**出典文書:**

2. 以下のコマンドを実行し，必要なライブラリをインストールする．
  pip install -U gensim

【関連する外部ページ】

Python公式サイト：https://www.python.org/

【サイト内の関連ページ】

Python詳細ガイド：別ページ »

日本語文書からの単語の切り出し，品詞の判定

Python 処理系の起動

Python 処理系として，Jupyter Qt Console を起動

jupyter qtconsole

Python プログラムを動かして，結果をビジュアルに見たい．

ここでは，Jupyter Qt Console を使っている．他の開発環境（Spyder，PyCharm，PyScripter など）も便利である．

ここから先は，Jupyter Qt Console の画面で説明する．

コーパス

文書（ドキュメントの集まり）をコーパスという．

text_corpus = [
    "Human machine interface for lab abc computer applications",
    "A survey of user opinion of computer system response time",
    "The EPS user interface management system",
    "System and human system engineering testing of EPS",
    "Relation of user perceived response time to error measurement",
    "The generation of random binary unordered trees",
    "The intersection graph of paths in trees",
    "Graph minors IV Widths of trees and well quasi ordering",
    "Graph minors A survey",
]
print(text_corpus)

単語の切り出し

英語の文書から，単語を切り出す．切り出しには split() を用いる．このとき，次のことを行う．

ストップワード（for, a, of, the, and, to, in）は除去する．
大文字は小文字に変える

stoplist = set('for a of the and to in'.split(' '))
texts = [[word for word in document.lower().split() if word not in stoplist]
         for document in text_corpus]
print(texts)

単語の出現数を数え上げ，単語の切り出し結果について頻出する単語のみを残す．

単語の出現数の数え上げは次で行う．

from collections import defaultdict
frequency = defaultdict(int)
for text in texts:
    for token in text:
        frequency[token] += 1
print(frequency)

**課題 A:** 出典文書によると、単語の出現数を数え上げるのは何のためか。一〜三文で説明せよ。

**データ抜粋:**

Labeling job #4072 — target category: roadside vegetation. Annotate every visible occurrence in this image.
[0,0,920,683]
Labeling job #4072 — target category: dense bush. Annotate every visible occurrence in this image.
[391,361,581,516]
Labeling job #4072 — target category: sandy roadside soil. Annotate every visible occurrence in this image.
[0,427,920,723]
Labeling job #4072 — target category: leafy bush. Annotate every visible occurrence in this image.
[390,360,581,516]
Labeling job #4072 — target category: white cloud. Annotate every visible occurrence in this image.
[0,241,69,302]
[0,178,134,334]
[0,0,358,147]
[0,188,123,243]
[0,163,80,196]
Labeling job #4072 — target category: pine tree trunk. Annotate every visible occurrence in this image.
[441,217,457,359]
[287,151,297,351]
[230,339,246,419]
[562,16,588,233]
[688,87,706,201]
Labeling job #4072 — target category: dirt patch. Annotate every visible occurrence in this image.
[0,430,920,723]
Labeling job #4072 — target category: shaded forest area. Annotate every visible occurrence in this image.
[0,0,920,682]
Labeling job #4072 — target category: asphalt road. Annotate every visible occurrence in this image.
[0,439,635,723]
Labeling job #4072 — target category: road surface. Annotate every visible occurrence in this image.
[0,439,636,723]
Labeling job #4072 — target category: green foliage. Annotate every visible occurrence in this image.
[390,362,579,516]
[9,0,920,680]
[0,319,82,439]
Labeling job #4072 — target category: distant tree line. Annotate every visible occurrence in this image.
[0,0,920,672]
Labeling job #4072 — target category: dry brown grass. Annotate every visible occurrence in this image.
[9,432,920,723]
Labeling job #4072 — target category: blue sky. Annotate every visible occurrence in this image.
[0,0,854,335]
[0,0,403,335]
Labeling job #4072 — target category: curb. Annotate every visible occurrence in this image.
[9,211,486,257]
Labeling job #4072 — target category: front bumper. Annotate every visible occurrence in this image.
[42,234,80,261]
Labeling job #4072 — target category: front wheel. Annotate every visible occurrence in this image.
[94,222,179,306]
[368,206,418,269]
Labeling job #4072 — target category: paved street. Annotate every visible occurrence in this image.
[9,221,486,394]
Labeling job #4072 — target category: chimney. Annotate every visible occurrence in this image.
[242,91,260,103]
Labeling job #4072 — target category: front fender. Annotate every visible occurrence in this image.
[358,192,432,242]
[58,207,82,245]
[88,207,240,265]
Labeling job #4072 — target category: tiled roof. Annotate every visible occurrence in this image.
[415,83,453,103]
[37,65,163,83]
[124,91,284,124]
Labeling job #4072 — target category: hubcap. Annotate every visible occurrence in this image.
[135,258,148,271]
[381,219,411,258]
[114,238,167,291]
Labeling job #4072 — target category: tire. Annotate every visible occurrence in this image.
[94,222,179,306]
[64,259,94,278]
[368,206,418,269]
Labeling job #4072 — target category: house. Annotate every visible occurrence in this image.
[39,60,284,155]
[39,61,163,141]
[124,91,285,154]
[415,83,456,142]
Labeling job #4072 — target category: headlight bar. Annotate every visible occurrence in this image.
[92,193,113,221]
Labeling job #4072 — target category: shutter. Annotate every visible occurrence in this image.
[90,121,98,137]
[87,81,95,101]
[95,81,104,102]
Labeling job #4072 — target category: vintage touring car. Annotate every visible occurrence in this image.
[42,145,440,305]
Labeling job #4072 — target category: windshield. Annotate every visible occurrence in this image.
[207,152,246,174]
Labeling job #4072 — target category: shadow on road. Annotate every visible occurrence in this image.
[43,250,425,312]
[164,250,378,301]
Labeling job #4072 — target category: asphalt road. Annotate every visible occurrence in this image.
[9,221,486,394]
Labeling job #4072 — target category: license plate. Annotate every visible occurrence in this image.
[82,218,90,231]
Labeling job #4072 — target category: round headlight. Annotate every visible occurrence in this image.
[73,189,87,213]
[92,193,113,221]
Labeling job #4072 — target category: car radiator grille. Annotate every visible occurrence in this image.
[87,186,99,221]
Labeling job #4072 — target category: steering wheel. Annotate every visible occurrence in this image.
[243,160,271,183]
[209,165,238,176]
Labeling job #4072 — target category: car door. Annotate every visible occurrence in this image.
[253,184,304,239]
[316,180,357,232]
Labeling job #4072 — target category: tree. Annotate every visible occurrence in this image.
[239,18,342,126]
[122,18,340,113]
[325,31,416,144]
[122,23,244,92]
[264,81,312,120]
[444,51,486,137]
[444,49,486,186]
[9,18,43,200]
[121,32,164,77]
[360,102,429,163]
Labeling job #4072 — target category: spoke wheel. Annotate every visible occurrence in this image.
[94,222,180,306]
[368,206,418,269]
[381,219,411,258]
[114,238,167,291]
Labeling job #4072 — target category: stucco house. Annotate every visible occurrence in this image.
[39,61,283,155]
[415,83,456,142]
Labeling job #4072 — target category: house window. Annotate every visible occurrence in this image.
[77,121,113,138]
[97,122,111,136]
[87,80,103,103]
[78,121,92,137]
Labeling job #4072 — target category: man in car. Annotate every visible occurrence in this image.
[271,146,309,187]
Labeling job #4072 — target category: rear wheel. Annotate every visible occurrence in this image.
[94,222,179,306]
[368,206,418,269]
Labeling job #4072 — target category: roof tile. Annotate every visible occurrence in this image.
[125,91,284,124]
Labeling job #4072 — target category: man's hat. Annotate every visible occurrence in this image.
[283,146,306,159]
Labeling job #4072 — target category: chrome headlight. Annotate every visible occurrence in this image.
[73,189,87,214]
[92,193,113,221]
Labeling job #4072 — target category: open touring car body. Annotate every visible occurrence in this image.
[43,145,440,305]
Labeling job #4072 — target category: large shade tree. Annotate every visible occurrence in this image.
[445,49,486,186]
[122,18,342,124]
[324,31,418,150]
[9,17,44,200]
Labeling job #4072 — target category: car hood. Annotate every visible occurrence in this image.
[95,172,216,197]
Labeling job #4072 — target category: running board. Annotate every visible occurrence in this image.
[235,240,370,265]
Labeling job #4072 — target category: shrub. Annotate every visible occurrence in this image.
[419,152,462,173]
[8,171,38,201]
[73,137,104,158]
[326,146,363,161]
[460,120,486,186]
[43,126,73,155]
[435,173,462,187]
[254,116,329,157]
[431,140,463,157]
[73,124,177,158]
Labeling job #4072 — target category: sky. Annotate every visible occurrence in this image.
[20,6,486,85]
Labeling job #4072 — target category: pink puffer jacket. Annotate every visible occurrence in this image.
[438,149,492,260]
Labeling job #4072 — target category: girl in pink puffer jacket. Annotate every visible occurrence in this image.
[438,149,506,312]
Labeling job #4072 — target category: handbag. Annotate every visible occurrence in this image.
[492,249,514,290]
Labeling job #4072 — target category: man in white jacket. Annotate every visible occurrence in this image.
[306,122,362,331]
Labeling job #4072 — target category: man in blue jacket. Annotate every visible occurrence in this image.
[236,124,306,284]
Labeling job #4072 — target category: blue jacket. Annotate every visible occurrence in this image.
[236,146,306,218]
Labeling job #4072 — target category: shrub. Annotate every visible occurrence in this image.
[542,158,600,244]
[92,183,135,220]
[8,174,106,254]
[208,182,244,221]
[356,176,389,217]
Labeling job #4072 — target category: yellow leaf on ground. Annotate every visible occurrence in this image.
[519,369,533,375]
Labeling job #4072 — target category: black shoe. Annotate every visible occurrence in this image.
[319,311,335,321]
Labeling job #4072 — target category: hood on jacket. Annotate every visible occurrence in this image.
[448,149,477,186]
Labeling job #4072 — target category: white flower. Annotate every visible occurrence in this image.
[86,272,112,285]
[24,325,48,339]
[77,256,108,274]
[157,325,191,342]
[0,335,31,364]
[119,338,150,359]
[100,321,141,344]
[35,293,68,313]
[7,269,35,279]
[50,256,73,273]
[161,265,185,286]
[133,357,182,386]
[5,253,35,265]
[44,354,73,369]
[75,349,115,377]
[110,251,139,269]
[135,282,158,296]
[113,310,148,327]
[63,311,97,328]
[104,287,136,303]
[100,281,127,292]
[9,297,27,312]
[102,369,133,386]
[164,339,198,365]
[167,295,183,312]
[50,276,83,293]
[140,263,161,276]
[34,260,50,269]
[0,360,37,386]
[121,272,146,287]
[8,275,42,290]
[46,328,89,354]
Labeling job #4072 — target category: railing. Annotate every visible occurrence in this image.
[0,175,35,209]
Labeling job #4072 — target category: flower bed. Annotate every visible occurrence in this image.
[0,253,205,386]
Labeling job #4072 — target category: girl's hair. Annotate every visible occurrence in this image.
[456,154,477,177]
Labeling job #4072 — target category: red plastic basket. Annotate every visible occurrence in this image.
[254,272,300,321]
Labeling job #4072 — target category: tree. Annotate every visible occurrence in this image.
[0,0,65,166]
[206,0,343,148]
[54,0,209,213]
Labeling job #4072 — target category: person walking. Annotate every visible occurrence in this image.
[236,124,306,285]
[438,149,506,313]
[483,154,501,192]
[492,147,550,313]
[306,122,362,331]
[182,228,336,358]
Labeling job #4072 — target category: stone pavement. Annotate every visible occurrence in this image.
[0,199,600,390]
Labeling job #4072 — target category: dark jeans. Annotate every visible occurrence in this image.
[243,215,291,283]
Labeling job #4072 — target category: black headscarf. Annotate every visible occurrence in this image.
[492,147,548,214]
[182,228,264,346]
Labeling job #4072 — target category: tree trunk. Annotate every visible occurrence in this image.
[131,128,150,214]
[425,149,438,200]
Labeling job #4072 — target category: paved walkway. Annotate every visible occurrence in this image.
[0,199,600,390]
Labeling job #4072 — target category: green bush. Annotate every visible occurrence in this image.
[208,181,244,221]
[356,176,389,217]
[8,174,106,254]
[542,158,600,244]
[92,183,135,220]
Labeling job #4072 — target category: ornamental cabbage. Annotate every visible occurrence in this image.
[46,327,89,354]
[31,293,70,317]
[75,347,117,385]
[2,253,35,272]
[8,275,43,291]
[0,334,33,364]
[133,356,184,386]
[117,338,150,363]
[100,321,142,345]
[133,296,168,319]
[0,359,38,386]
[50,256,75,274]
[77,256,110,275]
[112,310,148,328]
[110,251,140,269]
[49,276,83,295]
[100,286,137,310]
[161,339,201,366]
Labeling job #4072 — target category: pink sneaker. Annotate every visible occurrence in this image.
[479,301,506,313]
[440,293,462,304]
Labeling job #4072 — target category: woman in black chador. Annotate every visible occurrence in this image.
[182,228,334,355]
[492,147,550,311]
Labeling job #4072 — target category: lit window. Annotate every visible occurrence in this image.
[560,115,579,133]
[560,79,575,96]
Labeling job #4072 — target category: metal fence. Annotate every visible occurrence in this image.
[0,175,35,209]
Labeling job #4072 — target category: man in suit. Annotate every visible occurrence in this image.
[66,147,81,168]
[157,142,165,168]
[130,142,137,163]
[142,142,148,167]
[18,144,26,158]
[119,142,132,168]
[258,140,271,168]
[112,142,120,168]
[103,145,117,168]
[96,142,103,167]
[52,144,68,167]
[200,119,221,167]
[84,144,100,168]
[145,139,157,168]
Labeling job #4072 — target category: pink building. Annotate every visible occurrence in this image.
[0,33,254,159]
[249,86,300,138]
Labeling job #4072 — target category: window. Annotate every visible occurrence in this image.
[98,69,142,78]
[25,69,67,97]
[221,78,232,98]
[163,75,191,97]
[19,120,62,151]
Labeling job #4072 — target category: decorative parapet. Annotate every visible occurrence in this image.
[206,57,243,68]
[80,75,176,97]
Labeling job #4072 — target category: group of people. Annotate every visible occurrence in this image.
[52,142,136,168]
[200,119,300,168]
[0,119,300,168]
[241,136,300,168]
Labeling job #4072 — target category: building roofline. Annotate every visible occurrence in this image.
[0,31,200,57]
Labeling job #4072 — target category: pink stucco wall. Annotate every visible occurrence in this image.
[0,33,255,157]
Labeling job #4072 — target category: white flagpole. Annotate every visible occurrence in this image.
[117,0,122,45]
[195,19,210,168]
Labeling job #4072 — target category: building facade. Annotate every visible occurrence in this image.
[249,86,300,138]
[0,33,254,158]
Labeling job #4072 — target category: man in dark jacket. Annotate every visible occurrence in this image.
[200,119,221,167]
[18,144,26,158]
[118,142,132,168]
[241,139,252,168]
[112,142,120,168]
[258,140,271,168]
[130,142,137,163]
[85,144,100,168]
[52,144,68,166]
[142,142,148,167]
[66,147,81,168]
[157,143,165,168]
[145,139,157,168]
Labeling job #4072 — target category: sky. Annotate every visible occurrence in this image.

**課題 B:** 上のエントリのうち、「window」という文字列を含む行の数を答えよ。数だけを書くこと。

**解答例 A:** 単語の切り出し結果から、頻出する単語だけを残すためである。

**解答例 B:** 3